閱讀節選:

Python3實現HTTP請求

文章目錄

1 urllib實現

2 request實現

1 urllib實現

關於urllib、urllib2和urllib3的區別可以查看。python3中，urllib被打包成一個包，所擁有的模塊如下：

名稱	作用
urllib.request	打開和讀取url
urllib.error	處理request引起的異常
urllib.parse	解析url
urllib.robotparser	解析robots.txt文件

1.1 完整請求與響應模型的實現

urllib2提供一個基礎函數urlopen，通過向指定的URL發出請求來獲取數據，最簡單的形式如下：

# coding: utf-8
import warnings
warnings.filterwarnings('ignore')
from urllib import request

"""響應"""
res = request.urlopen('http://www.zhihu.com') #可以設置timeout，例如timeout=2
html = res.read()
print(html)

輸出：

b'<!doctype html>\n<html lang="zh" data-hairline="true" data-theme="light"><head><meta charSet="utf-8"/><title data-react...'

以上代碼可以分爲兩步：

# coding: utf-8
import warnings
warnings.filterwarnings('ignore')
from urllib import request

"""請求"""
req = request.Request('http://www.zhihu.com')
"""響應"""
res = request.urlopen(req)
html = res.read()
print(html)

以上的兩者方法都是GET請求，接下來對POST請求進行說明：

# coding: utf-8
import warnings
warnings.filterwarnings('ignore')
from urllib import request

url = 'https://www.xxx.com//login'
postdata = {b'username': b'miao', 
            b'password': b'123456'}
"""請求"""
req = request.Request(url, postdata)
"""響應"""
res = request.urlopen(req)
html = res.read()
print(html)

這個自己試試就行。

1.2 請求頭headers處理

下面的例子對添加請求頭信息進行說明，包括設置User-Agent和Referer：

# coding: utf-8
import warnings
warnings.filterwarnings('ignore')
from urllib import request

url = 'https://www.xxx.com//login'
postdata = {b'username': b'xxx', 
            b'password': b'******'}
user_agent = 'Mozilla/4.0 (compatible; MSIE 5.5; Windows NT)'
referer = 'https://www.github.com'
herders = {'User-Agent': user_agent, 'Referer': referer}
"""請求"""
req = request.Request(url, postdata, herders)

所附資料:
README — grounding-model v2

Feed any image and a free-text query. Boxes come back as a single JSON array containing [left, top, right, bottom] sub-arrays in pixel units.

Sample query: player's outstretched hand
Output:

任務說明: 根據這篇介紹Python3實現HTTP請求的文章，說明urlopen函數是怎樣取得數據的，用一到三句話作答。 上面的清單在這裡用不到。

參考答案: urlopen是一個基礎函數，它向指定的URL發出請求，以此取得數據。最簡單的寫法是直接把網址傳給它，例如request.urlopen('http://www.zhihu.com')，再對返回的結果調用read()讀出內容。